◆ TASK MATERIAL:

....

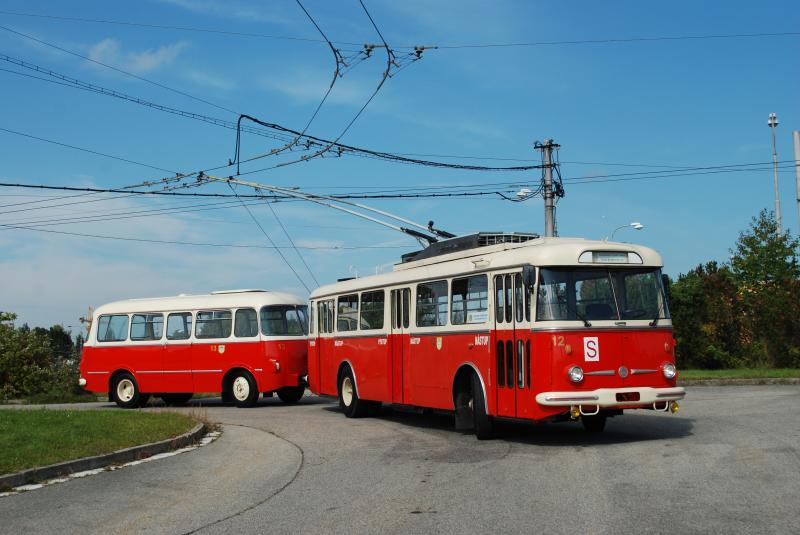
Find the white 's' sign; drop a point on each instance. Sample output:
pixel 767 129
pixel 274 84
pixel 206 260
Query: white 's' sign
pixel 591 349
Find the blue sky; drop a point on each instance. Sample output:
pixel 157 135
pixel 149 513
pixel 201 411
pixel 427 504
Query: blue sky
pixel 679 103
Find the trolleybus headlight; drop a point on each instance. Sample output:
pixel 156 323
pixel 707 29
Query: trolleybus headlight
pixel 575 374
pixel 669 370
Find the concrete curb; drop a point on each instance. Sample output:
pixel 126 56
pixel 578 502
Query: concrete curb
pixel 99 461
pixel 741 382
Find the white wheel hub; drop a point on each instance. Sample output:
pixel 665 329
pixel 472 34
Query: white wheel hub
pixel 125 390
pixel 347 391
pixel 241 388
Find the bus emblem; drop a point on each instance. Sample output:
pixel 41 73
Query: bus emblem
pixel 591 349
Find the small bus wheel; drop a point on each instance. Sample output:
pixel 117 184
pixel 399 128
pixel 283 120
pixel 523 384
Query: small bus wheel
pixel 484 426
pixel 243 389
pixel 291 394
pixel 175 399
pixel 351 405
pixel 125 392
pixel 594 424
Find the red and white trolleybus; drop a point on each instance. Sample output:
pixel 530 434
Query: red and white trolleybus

....

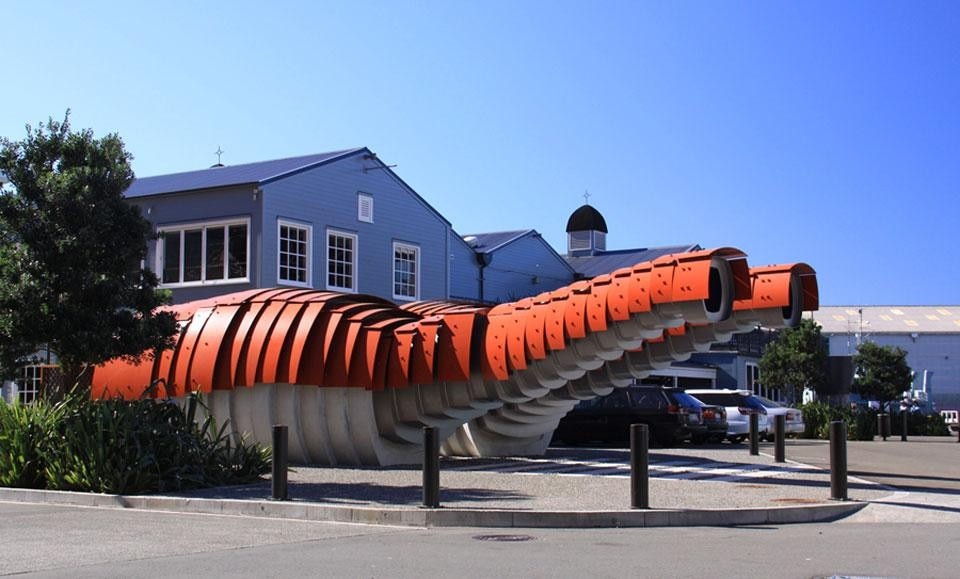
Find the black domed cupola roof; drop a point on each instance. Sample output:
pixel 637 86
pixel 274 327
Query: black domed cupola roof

....

◆ GIVEN PROBLEM: Rewrite the stretch from the line containing "Find the concrete" through the line containing "pixel 594 424", putting "marker" wherever "point" appears and keeping everything else the same.

◆ TASK SOLUTION:
Find the concrete curb; drop a marker on each instance. Sample output:
pixel 126 56
pixel 578 502
Query: concrete curb
pixel 99 461
pixel 741 382
Find the white wheel hub; drop a marker on each instance. Sample output:
pixel 665 329
pixel 472 34
Query: white wheel hub
pixel 125 390
pixel 347 391
pixel 241 388
Find the bus emblem; drop a marker on each instance. Sample output:
pixel 41 73
Query: bus emblem
pixel 591 349
Find the small bus wheel; drop a marker on each instance. Sample output:
pixel 117 184
pixel 399 128
pixel 283 120
pixel 523 384
Query: small bus wheel
pixel 484 426
pixel 243 389
pixel 291 394
pixel 175 399
pixel 351 405
pixel 125 392
pixel 594 424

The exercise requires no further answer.